### [Source document]
━━━━

Fear is a necessary feeling. If you burn yourself on a hot stove, the fear of enduring that pain again will make you more cautious. In this case, fear serves us well. But there is another kind of fear that keeps us from experiencing all the fullness our lives have to offer. The fear makes up stories to keep us from rising to the challenge that could make our lives even better. It’s the same in our marriages.

Here are 3 fears that thwart intimacy

You don’t share your deepest self with your spouse because you fear they might judge you or criticize you. Maybe you fear the rejection of your spouse. What are you holding back from your spouse? Are you struggling with something that you are not getting vulnerable about? I’ve struggled as each child has left the nest even though I still have one home. I felt grief, but I feared my husband would think I wasn’t looking forward to our time alone or that he wasn’t enough. I’ve gone through hormonal changes that have affected many parts of my life. I feared sharing some of those things because he might not get it. I wanted to make a huge career change, and I thought my husband would think I had lost my mind. I travailed and travailed over it before I ever brought it up, and really missed his wisdom and input.  I wanted to be seen by my husband as having it all together and to be quite honest it is impossible. See how I made up stories based on fear and didn’t share myself with my spouse?

━━━━

### [Record extracts]
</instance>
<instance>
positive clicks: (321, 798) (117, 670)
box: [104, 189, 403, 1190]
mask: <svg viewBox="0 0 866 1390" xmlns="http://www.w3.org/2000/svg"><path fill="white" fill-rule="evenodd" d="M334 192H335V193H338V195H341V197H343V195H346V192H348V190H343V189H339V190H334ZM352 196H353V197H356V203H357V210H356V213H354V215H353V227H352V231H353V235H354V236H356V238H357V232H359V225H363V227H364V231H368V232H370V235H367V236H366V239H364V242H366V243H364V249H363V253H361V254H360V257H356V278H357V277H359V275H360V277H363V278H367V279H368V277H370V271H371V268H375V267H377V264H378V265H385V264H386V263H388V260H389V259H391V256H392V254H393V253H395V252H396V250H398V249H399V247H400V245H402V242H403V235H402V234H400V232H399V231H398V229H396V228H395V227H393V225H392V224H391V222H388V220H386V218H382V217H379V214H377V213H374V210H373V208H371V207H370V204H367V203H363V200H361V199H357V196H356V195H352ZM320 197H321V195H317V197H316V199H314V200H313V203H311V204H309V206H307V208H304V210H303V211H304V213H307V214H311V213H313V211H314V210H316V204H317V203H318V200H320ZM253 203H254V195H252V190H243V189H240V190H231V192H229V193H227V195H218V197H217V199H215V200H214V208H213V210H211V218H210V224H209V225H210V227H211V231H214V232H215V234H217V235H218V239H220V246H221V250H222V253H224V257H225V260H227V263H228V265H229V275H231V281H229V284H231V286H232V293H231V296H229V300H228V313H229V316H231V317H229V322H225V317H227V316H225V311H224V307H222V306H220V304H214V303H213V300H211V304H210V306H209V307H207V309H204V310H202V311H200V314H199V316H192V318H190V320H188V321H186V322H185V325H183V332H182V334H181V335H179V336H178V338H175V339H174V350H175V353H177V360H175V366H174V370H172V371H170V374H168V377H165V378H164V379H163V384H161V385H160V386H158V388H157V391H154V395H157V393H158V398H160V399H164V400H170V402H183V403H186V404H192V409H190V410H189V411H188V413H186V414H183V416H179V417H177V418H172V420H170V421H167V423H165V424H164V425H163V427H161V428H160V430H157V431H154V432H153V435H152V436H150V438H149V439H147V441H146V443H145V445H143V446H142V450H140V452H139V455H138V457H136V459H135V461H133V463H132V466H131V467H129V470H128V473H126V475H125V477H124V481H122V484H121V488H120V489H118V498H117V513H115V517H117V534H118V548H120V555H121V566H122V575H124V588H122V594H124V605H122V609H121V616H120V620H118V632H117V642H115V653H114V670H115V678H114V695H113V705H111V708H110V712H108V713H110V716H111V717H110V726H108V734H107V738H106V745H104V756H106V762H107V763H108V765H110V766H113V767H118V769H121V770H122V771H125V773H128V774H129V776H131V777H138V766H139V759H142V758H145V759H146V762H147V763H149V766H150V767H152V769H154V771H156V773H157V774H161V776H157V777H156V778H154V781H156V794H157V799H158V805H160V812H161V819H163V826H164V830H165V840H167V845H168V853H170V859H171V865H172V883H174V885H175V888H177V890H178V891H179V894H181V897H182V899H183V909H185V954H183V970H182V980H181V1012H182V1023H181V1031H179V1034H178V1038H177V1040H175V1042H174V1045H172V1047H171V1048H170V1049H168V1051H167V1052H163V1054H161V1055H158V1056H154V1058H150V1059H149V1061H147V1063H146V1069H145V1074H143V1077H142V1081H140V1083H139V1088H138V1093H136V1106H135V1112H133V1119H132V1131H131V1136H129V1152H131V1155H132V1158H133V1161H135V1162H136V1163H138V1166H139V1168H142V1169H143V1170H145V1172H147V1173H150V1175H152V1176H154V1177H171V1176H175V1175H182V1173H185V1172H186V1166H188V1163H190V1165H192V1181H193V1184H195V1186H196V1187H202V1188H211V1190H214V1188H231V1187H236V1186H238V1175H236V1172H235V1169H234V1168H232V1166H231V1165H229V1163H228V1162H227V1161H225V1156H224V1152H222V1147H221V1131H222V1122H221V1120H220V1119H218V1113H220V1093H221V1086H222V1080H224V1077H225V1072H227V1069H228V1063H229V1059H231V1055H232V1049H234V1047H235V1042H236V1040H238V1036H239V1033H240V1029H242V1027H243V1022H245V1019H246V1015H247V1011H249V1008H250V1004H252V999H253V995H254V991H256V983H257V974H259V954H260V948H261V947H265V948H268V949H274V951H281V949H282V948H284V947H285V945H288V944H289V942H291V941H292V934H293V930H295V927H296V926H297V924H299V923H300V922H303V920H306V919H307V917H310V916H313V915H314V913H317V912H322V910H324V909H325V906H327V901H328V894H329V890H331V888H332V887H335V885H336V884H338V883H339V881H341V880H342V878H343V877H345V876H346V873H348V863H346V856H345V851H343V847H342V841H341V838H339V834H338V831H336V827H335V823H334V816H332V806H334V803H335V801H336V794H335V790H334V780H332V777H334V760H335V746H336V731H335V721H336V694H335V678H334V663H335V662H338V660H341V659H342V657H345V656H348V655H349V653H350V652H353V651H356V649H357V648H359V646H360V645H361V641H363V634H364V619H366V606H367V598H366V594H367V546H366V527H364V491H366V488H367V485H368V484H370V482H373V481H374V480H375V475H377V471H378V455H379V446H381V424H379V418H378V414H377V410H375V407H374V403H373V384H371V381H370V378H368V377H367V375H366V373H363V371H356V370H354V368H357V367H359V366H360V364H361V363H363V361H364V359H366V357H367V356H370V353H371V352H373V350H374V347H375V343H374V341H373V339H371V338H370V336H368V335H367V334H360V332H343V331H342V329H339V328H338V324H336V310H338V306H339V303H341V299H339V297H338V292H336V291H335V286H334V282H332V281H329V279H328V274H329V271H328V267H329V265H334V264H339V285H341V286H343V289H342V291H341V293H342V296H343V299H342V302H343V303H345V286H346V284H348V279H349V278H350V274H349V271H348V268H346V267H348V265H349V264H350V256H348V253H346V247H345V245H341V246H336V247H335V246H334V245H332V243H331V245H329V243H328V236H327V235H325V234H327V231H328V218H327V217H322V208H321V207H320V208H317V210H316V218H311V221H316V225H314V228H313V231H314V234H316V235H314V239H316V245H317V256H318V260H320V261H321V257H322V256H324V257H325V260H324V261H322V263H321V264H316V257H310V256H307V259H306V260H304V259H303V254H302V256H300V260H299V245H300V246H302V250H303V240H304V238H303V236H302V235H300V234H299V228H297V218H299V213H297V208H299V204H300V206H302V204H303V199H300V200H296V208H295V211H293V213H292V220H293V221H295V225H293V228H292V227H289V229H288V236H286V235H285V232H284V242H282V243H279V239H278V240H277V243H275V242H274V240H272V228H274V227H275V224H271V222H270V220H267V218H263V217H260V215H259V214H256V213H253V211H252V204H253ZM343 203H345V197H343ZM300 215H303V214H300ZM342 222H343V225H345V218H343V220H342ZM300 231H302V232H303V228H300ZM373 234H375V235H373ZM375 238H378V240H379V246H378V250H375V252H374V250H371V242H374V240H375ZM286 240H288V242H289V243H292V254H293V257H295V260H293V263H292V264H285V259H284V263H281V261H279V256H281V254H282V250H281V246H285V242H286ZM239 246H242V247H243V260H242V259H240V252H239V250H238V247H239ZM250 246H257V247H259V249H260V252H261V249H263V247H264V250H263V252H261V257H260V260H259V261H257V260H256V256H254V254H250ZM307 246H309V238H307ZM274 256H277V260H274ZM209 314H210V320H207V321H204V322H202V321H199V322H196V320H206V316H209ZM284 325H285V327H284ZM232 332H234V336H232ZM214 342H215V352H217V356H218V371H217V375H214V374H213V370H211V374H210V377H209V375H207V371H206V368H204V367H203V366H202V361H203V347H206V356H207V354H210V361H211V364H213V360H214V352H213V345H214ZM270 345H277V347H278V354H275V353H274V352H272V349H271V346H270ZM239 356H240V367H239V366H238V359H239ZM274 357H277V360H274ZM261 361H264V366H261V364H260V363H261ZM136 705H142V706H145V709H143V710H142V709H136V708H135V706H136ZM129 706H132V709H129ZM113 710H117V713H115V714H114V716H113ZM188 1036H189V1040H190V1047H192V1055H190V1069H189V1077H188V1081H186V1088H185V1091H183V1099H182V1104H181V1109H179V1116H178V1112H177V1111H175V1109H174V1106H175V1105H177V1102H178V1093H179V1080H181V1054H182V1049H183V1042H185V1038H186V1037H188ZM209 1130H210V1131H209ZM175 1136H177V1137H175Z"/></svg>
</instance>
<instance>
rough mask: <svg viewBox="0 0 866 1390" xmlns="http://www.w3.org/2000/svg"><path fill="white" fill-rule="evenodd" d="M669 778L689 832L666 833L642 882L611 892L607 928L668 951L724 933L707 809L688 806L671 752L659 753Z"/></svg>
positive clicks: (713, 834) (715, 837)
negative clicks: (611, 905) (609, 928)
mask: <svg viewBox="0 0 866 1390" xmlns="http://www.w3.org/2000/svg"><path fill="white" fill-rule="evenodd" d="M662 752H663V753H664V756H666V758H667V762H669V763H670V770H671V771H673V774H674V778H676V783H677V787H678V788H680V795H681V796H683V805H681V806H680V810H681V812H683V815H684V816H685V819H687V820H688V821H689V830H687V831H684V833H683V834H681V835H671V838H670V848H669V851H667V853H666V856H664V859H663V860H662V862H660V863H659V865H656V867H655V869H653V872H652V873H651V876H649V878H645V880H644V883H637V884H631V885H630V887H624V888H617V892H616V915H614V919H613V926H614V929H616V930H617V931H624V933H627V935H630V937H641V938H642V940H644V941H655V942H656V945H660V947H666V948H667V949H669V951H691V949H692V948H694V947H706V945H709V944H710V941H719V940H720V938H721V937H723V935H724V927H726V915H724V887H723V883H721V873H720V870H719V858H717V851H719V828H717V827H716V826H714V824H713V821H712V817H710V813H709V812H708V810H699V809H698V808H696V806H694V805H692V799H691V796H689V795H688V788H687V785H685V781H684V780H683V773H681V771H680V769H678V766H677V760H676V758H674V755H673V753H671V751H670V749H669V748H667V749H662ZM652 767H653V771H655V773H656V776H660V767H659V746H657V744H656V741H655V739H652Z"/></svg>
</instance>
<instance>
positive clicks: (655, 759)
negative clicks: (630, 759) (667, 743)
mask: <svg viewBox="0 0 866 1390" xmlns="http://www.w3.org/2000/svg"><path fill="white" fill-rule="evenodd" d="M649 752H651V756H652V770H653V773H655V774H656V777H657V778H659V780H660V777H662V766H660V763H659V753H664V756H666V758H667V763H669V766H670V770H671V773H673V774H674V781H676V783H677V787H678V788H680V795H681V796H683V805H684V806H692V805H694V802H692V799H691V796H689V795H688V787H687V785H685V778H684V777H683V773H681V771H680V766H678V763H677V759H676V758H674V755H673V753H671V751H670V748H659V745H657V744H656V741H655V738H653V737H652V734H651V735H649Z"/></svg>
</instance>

━━━━

### [What to work on]
**a.** Write out the passage on fear in marriage word for word, everything from "Fear is a necessary" down to "in our marriages.".
**b.** Extract everything in the entries from their first line down to the line containing "box: [104, 189, 403, 1190]", and reproduce those lines character for character.

### [Answers for this exercise]
**a.**
Fear is a necessary feeling. If you burn yourself on a hot stove, the fear of enduring that pain again will make you more cautious. In this case, fear serves us well. But there is another kind of fear that keeps us from experiencing all the fullness our lives have to offer. The fear makes up stories to keep us from rising to the challenge that could make our lives even better. It’s the same in our marriages.

**b.**
</instance>
<instance>
positive clicks: (321, 798) (117, 670)
box: [104, 189, 403, 1190]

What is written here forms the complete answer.